## [やること]
下の抜き出した文章のうち、「二〇一六年の夏から、私には、」から「イラした日々を過ごしていた。」までの部分を、一字も変えずに書き写してください。

## [抜き出した文章]
------------------------------------------------------------------------
かわち野

かわち野第五集

ジェットコースターに乗り込む

SAI KEI

 二〇一六年の夏から、私には、まるでジェットコースターに乗っているかの様な出来事が次々と起こり、今もこの先どうなって行くのかと不安と心配が常に交錯している。
 二○一六年八月一八日、夫が膵臓癌の手術を受けた。器官の四か所をつなぎ合わせる大変な手術で九割方あきらめていたが、幸いにも命を取り留めた。体重が十二キロ減り、夫はカトンボのようになったが、二か月に一度検査に行き、今は栄養状態も良く、なんとか元気に暮らしている。私の役目は食事の管理のみである(異常に食べるのが心配ではあるが)。
 夫の手術が終わり、ホッとして一ヶ月経った頃、しばらく休んでいた真美体操クラブに顔を出した。その日は抜けるような青空で、久し振りに外で思い切り身体を動かそうと張り切った。ところが急に身体を動かしたものだから、足がついていかず、転んで右手首を複雑骨折してしまった。主婦にとって右手が不自由なことほど辛いものはなく、自分の不注意で……と思うだけで悔しい思いがこみ上げてきて、しばらく、イライラした日々を過ごしていた。
 そんな時、連休がやってきた。ああっー、やっと娘に家事を手伝って貰えると期待した。
 ところがである。
「あのね~。悪いねんけど、友達と九州に旅行に行く約束してるから、無理」と、平気でヌカス。
 怒りが頂点に達した。普段からろくに役に立たないし、何の期待もしていないのではあるが、母親が右手を骨折し、父親も病後でまだ身体もしっかりとしていないのに、何も思わないのかっ。こんな子供に育ててしまった自分が情けなくなった。こういう時こそ助け合うのが家族ではないのか、と私は娘に怒りをぶちまけた。娘はさすがに驚き、反省したのか、旅行を取りやめ、それから二日ほどは、しおらしく家事をしてくれた。
------------------------------------------------------------------------
## [提供データ]

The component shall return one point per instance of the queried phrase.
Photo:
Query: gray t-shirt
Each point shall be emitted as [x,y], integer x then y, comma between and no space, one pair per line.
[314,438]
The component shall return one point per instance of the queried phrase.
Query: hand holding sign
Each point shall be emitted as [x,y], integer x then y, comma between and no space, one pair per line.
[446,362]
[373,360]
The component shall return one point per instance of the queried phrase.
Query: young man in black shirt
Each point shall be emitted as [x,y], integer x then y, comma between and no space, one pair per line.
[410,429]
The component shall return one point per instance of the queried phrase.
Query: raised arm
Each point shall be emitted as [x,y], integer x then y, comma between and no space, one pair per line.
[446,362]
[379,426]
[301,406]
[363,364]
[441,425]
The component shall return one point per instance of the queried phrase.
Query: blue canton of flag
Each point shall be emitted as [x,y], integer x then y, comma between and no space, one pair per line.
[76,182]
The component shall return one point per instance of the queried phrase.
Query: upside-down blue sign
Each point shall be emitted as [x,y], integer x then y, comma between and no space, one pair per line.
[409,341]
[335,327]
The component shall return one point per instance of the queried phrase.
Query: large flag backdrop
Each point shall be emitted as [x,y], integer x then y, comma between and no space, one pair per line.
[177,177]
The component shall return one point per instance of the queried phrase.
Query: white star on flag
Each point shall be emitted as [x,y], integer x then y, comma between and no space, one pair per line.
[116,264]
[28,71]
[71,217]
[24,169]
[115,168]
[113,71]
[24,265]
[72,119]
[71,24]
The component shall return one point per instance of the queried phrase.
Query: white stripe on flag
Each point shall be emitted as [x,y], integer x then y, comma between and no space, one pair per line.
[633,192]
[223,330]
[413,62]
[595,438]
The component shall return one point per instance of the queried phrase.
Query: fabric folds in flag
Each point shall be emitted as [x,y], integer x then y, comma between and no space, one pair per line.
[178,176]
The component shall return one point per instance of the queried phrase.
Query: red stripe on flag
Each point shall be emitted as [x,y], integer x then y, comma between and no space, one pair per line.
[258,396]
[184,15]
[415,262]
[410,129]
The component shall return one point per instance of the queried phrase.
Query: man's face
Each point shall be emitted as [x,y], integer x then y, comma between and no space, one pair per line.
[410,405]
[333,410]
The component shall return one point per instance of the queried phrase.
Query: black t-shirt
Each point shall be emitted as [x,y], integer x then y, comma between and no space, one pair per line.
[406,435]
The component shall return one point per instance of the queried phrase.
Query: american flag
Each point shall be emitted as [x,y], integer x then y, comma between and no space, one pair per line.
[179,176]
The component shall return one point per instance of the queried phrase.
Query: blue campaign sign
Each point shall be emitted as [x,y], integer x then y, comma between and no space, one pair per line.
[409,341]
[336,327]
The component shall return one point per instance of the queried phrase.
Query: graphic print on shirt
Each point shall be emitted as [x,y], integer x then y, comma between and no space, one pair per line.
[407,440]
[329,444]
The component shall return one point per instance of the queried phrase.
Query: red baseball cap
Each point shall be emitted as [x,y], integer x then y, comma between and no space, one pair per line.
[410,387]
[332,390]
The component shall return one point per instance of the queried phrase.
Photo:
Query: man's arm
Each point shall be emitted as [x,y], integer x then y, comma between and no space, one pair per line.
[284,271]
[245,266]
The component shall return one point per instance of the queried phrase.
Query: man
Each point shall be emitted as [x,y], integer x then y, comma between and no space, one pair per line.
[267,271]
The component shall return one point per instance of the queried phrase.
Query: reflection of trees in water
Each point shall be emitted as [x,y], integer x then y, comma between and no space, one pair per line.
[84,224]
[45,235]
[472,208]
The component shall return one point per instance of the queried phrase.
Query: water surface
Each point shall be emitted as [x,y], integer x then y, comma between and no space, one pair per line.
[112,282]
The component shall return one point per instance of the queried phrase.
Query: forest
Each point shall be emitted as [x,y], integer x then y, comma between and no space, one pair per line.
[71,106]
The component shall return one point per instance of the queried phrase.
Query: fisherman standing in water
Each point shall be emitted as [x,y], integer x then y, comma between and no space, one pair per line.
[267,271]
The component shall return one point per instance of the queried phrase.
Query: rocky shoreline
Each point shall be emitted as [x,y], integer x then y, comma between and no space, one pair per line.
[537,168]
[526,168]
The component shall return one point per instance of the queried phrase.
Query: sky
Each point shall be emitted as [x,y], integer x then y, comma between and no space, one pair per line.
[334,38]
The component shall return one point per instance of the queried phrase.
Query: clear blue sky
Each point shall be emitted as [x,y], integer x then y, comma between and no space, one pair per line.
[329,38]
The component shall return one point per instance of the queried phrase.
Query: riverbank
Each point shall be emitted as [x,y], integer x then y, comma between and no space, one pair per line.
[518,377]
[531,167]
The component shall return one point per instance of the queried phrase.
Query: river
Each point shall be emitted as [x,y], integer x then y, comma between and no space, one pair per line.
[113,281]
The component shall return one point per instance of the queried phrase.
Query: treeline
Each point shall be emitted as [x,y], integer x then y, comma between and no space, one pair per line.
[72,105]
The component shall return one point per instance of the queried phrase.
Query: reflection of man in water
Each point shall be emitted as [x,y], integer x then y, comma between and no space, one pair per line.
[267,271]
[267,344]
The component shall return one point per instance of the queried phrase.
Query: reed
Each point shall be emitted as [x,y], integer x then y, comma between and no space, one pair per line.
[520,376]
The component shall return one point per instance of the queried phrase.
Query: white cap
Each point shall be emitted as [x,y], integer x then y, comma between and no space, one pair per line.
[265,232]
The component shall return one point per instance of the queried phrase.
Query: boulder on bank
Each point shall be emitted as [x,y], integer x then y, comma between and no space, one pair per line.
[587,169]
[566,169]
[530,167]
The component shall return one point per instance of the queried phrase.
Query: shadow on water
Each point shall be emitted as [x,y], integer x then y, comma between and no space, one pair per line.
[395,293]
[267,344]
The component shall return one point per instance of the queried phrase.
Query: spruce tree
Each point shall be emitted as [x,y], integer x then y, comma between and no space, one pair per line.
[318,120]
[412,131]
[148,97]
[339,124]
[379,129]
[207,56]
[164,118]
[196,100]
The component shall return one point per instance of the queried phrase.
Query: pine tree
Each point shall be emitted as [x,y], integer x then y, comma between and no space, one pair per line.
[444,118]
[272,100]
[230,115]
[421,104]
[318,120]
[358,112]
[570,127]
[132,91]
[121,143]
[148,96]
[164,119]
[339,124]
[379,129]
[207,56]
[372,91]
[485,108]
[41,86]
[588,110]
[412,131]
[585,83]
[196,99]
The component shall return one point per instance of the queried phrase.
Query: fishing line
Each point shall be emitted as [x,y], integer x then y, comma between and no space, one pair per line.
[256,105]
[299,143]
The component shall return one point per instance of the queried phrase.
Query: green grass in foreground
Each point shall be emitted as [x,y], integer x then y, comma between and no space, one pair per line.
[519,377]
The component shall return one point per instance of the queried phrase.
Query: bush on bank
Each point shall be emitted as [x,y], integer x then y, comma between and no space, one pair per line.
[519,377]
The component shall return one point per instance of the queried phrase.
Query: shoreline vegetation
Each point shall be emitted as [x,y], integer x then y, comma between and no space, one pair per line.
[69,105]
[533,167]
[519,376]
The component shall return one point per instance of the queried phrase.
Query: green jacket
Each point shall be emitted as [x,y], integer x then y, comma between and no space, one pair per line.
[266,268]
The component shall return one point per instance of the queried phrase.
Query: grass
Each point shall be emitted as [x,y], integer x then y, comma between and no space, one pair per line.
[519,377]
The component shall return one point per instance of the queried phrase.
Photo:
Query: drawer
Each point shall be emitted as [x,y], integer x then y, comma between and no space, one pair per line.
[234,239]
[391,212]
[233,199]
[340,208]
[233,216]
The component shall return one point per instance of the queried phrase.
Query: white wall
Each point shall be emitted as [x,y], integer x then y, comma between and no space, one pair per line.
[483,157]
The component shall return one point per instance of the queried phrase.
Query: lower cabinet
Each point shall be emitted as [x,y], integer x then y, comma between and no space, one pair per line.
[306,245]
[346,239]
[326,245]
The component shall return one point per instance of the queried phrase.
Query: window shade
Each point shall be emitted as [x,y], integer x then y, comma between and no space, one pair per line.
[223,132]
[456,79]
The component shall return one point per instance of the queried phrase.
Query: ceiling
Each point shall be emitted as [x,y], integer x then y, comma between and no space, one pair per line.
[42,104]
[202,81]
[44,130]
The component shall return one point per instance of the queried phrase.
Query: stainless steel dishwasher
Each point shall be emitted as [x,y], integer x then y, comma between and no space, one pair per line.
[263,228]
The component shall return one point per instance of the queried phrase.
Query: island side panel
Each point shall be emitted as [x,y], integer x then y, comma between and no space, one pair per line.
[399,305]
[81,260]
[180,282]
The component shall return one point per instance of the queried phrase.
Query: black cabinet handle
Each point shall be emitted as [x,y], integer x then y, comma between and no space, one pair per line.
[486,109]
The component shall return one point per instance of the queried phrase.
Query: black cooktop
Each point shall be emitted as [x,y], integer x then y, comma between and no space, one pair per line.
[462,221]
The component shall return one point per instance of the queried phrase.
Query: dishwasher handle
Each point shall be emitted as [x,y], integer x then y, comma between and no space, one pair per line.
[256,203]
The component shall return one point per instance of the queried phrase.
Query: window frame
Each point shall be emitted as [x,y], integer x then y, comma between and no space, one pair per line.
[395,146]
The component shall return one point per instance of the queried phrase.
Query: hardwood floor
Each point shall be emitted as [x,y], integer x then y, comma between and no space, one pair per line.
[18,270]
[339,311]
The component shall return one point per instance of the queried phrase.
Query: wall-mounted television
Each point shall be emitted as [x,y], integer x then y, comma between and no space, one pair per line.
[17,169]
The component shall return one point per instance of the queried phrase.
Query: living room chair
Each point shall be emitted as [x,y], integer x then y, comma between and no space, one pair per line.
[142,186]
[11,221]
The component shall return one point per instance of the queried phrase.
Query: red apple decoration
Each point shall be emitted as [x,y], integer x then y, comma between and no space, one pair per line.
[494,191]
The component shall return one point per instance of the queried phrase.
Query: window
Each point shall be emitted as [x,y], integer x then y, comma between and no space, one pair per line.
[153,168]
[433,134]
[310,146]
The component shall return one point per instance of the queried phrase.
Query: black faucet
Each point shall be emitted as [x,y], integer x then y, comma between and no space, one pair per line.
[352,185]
------------------------------------------------------------------------
## [期待される答え]
二〇一六年の夏から、私には、まるでジェットコースターに乗っているかの様な出来事が次々と起こり、今もこの先どうなって行くのかと不安と心配が常に交錯している。
 二○一六年八月一八日、夫が膵臓癌の手術を受けた。器官の四か所をつなぎ合わせる大変な手術で九割方あきらめていたが、幸いにも命を取り留めた。体重が十二キロ減り、夫はカトンボのようになったが、二か月に一度検査に行き、今は栄養状態も良く、なんとか元気に暮らしている。私の役目は食事の管理のみである(異常に食べるのが心配ではあるが)。
 夫の手術が終わり、ホッとして一ヶ月経った頃、しばらく休んでいた真美体操クラブに顔を出した。その日は抜けるような青空で、久し振りに外で思い切り身体を動かそうと張り切った。ところが急に身体を動かしたものだから、足がついていかず、転んで右手首を複雑骨折してしまった。主婦にとって右手が不自由なことほど辛いものはなく、自分の不注意で……と思うだけで悔しい思いがこみ上げてきて、しばらく、イライラした日々を過ごしていた。